Text to read:
<<<<

Francis
Hutcheson

born Aug. 8, 1694, Drumalig, County Down,
Ire.
died 1746, Glasgow
Scots-Irish philosopher and major exponent of
the theory of the existence of a moral sense
through which man can achieve right action.
The son of a Presbyterian minister, Hutcheson
studied philosophy, classics, and theology at
the University of Glasgow (1710–16) and then
founded a private academy in Dublin in 1719. In
1729 he returned to Glasgow as professor of
moral philosophy, a position he held until his
death.
Hutcheson was licensed as a preacher in 1719
by Irish Presbyterians in Ulster, but in 1738
the Glasgow presbytery challenged his belief
that people can have a knowledge of good and
evil without, and prior to, a knowledge of God.
His standing as a popular preacher was
undiminished, however, and the celebrated
Scottish philosopher David Hume sought his
opinion of the rough draft of the section “Of
Human Morals” in Hume’s Treatise of Human
Nature.

>>>>

Things to do:
1. According to the entry on Francis Hutcheson, in what year did he return to Glasgow as professor of moral philosophy?
2. From the entry on Francis Hutcheson, extract the passage starting at "born Aug. 8, 1694, Drumalig, County" and ending at "achieve right action.".

Rows:
<<<<

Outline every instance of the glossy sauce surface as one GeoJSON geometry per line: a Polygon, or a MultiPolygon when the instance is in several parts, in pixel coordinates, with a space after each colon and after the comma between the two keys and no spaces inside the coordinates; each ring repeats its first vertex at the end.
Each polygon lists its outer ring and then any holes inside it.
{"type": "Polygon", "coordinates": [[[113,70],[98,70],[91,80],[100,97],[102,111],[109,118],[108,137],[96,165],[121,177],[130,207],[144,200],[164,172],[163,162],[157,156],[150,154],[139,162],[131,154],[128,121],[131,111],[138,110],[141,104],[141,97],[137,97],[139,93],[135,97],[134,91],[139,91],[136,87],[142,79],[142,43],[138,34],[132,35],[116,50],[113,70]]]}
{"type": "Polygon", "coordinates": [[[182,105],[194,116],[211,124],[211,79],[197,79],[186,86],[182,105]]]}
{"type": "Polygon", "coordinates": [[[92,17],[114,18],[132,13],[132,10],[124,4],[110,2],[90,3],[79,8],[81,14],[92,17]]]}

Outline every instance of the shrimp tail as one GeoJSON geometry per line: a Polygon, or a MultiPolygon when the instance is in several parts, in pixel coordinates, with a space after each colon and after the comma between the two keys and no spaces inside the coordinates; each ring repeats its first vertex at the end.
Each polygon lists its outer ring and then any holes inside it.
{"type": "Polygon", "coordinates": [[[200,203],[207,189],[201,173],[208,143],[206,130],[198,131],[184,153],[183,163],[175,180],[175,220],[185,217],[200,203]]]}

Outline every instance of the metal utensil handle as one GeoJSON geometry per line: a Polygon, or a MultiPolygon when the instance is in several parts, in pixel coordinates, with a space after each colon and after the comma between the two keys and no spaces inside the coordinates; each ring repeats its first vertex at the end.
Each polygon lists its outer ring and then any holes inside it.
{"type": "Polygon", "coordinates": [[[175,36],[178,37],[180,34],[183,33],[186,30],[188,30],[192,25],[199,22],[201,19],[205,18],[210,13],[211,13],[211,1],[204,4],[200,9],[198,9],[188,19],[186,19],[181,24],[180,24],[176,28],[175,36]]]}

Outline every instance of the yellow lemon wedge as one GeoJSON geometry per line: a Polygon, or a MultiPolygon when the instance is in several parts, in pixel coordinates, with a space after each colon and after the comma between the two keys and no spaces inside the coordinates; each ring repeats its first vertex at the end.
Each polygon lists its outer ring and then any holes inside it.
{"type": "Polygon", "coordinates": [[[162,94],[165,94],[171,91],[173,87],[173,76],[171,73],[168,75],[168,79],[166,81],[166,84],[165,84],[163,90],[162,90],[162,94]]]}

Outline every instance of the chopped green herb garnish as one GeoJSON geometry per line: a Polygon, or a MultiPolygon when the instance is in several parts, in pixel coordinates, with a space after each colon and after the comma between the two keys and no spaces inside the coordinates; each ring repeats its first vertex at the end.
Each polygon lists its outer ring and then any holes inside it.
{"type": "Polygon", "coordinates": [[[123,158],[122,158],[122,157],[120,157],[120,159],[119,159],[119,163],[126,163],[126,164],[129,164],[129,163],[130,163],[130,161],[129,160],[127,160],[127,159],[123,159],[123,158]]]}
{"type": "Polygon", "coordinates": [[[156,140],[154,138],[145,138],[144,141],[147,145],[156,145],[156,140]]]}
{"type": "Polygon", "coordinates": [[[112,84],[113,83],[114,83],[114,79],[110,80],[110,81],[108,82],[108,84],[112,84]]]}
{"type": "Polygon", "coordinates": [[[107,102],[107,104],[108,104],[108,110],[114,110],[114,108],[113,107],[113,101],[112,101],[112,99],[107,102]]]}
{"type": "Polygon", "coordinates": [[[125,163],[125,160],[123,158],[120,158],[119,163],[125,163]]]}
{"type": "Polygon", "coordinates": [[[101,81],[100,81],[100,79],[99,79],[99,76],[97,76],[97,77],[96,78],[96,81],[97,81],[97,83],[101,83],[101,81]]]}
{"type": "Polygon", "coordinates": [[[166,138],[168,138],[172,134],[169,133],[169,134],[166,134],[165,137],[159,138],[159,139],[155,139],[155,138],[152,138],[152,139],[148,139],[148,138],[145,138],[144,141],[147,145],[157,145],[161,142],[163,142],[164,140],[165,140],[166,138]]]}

>>>>

Exercise answers:
1. 1729

2.
born Aug. 8, 1694, Drumalig, County Down,
Ire.
died 1746, Glasgow
Scots-Irish philosopher and major exponent of
the theory of the existence of a moral sense
through which man can achieve right action.